• [Required work]:
[1] Translate this sentence from the passage on the Hollis Chair of Divinity into Spanish: "The terms for the new position were drawn up in London on 22 August 1721."
[2] Proceed with the passage on the Hollis Chair of Divinity, picking up after its final sentence.

• [Document excerpt]:

==================================================

The Hollis Chair of Divinity is an endowed chair at Harvard Divinity School. It was established in 1721 at a salary of £80 per year by Thomas Hollis, a wealthy English merchant and benefactor of the university. This chair represents the first professorship in theology in the country, and in the early 19th century it was considered to be "the most prestigious endowed professorship in America".

==History==
The terms for the new position were drawn up in London on 22 August 1721. Requirements for the professor were not very sectarian, although Hollis made a requirement of character: "That he should be a man of solid learning in divinity, of sound, or orthodox principles, one well gifted to teach, of a sober and pious life, and of a grave conversation." Traditionally, the chair's occupant has the right to graze a cow on the Harvard Yard, but until 2009 none but the first two Hollis professors had done so. In 2009, upon his retirement, theologian Harvey Cox restored the tradition and chose Faith, a Jersey cow belonging to the Farm School in Athol, Massachusetts.

==================================================

• [Data excerpts]:
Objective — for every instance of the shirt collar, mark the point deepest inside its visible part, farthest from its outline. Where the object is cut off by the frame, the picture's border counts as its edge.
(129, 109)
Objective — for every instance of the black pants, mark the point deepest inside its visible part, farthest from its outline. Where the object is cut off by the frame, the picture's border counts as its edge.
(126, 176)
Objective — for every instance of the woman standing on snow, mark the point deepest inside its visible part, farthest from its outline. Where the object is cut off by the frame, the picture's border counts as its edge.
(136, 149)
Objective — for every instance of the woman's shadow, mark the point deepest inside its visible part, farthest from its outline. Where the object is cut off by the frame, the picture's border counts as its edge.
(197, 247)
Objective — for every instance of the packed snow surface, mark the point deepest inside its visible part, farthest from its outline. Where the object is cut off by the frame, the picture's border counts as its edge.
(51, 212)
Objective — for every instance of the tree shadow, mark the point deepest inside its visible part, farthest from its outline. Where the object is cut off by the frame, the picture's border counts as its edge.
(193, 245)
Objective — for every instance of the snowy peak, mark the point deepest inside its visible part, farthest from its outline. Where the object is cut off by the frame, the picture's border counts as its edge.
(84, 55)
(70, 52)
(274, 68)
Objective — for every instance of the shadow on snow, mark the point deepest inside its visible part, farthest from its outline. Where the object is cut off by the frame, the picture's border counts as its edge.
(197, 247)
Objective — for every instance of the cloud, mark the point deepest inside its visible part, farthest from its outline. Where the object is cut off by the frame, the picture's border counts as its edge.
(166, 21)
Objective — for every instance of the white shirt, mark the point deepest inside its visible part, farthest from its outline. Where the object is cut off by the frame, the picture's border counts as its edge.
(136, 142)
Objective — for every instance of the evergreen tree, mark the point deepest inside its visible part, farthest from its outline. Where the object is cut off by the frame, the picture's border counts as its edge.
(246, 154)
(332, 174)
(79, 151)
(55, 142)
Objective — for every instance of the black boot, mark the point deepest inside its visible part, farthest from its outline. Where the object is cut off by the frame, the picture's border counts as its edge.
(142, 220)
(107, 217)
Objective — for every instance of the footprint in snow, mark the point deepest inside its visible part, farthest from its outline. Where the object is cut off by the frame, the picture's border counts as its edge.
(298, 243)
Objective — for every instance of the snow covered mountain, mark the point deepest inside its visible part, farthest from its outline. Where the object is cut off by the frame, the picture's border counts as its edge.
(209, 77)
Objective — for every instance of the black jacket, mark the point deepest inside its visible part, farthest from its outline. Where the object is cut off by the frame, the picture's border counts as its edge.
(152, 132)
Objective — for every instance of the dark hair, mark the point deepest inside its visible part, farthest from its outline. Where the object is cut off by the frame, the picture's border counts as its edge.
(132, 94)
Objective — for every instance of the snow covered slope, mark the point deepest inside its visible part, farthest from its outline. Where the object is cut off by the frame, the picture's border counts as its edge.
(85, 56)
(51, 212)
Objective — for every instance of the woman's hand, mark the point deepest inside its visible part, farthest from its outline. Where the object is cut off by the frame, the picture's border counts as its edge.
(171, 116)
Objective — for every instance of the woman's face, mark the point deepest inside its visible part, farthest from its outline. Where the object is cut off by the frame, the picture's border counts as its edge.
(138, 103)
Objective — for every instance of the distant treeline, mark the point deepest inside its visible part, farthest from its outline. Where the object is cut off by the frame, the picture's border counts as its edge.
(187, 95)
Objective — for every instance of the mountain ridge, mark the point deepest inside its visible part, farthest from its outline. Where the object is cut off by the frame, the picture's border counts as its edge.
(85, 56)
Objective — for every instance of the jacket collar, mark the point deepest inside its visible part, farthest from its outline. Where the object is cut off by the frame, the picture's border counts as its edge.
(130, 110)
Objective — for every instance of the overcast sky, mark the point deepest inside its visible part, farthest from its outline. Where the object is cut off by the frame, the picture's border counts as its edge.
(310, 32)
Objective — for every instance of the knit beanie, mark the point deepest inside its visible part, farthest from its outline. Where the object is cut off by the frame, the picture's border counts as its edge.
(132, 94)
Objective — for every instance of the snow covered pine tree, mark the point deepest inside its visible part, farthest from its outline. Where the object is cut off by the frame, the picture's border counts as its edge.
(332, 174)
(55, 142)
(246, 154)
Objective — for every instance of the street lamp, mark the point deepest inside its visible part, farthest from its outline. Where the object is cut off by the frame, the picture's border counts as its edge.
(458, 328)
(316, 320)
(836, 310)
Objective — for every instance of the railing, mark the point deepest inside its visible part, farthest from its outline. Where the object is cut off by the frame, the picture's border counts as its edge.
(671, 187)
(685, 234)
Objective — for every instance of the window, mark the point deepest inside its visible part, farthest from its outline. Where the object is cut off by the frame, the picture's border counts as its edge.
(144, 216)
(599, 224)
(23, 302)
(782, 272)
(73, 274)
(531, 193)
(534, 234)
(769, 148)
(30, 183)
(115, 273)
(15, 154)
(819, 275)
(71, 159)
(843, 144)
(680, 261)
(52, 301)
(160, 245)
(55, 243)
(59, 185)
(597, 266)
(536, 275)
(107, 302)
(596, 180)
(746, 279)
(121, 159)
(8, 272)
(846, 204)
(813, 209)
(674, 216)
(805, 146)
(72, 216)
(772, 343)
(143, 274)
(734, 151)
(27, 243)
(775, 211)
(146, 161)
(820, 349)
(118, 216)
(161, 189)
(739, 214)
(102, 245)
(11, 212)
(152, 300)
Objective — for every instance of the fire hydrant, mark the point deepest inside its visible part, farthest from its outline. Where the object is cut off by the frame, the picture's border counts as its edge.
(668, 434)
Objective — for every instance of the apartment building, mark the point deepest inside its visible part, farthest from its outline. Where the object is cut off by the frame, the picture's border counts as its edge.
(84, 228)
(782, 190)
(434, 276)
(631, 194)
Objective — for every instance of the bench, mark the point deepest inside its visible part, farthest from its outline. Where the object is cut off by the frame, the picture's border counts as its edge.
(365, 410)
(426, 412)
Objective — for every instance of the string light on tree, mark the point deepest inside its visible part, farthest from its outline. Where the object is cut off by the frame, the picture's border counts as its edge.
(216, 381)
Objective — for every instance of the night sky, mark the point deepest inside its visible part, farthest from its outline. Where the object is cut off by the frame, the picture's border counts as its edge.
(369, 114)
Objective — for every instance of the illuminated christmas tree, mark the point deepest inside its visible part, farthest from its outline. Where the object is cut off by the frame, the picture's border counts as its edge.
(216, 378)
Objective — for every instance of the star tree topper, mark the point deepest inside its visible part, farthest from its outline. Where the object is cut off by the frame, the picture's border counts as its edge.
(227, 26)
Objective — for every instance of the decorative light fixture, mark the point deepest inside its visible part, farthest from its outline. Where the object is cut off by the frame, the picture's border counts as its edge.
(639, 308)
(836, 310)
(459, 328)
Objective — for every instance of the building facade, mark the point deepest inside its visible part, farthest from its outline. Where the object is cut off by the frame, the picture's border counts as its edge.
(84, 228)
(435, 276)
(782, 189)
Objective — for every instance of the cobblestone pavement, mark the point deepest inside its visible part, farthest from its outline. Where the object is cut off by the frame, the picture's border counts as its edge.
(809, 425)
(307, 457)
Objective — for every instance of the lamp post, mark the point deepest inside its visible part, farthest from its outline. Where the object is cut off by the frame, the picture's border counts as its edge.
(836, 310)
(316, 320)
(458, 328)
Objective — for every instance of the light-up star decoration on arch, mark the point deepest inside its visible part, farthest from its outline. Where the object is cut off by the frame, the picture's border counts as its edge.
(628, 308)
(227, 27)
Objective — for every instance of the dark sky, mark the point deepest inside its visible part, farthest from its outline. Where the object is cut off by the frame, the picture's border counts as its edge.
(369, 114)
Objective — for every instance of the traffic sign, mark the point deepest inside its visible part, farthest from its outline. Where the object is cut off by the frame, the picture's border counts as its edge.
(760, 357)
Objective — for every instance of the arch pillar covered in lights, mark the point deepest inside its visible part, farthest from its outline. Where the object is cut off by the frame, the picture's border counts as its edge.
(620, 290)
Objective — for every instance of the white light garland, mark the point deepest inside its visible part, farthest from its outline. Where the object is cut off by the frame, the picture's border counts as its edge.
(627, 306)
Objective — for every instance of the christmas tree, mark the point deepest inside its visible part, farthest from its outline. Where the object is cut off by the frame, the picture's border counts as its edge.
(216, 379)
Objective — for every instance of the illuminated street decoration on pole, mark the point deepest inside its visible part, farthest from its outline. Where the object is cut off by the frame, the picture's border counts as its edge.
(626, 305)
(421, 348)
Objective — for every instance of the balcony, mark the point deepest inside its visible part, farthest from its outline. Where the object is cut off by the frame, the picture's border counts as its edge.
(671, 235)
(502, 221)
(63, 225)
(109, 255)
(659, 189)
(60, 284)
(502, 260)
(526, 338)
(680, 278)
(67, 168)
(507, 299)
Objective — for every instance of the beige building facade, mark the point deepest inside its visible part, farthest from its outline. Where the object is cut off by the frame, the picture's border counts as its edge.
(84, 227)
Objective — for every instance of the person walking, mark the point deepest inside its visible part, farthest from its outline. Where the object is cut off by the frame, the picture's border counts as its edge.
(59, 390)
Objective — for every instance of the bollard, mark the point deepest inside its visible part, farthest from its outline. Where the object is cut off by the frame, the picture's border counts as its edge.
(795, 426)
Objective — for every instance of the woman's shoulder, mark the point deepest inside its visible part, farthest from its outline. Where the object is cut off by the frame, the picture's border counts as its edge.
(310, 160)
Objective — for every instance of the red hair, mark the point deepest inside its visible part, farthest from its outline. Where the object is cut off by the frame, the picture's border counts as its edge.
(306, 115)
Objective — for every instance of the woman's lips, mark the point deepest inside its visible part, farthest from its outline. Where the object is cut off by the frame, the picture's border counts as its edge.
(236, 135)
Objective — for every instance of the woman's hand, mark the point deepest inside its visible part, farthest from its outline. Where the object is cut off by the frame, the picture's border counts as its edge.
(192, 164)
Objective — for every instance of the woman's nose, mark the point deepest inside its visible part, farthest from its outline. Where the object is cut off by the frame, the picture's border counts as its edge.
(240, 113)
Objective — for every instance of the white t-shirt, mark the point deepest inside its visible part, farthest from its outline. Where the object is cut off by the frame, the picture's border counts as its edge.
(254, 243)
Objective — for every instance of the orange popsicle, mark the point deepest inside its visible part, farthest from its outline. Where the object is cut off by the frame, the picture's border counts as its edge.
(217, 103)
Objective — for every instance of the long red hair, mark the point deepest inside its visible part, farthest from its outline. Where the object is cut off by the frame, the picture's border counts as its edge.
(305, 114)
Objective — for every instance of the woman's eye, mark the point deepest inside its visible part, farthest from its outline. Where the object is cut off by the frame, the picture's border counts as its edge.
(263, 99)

==================================================

• [Replies]:
[1] Las condiciones para el nuevo puesto se redactaron en Londres el 22 de agosto de 1721.

[2]
Although Hollis was a Baptist, he had enough faith in the liberal and tolerant atmosphere at Harvard to endow the chair and allow the president and faculty of the university to appoint theologians to the chair, with the condition "that none be refused on account of his belief and practice of adult baptism." Hollis's "sound and orthodox principles" initially meant Congregationalist or Calvinist. The chair's first occupant, Edward Michael Wigglesworth (c. 1693–1765), had to swear allegiance to the Medulla Theologiae, a Calvinist theological manual by William Ames.

The chair was first unoccupied, briefly, from 1803 to 1805, when the Puritans at Harvard ceded power to the Unitarians; in 1805, Unitarian Henry Ware assumed the post. Proponents of the Unitarian faction pointed out that it would be impossible to find a man orthodox enough for the 1720s in the early nineteenth century; "orthodox" they interpreted as following "the general sentiment of the country." In the 1830s, Harvard found itself in financial trouble and at the same time was moving away from the teaching of religion. Josiah Quincy III, then-president of Harvard, refused to nominate a successor for Henry Ware, and the post was left unoccupied a second time. It also seems that the original endowment had dried up. In the meantime, to lessen the possible charge of a "narrowly sectarian education" the chair was moved to the Divinity School, which had been formed in 1816.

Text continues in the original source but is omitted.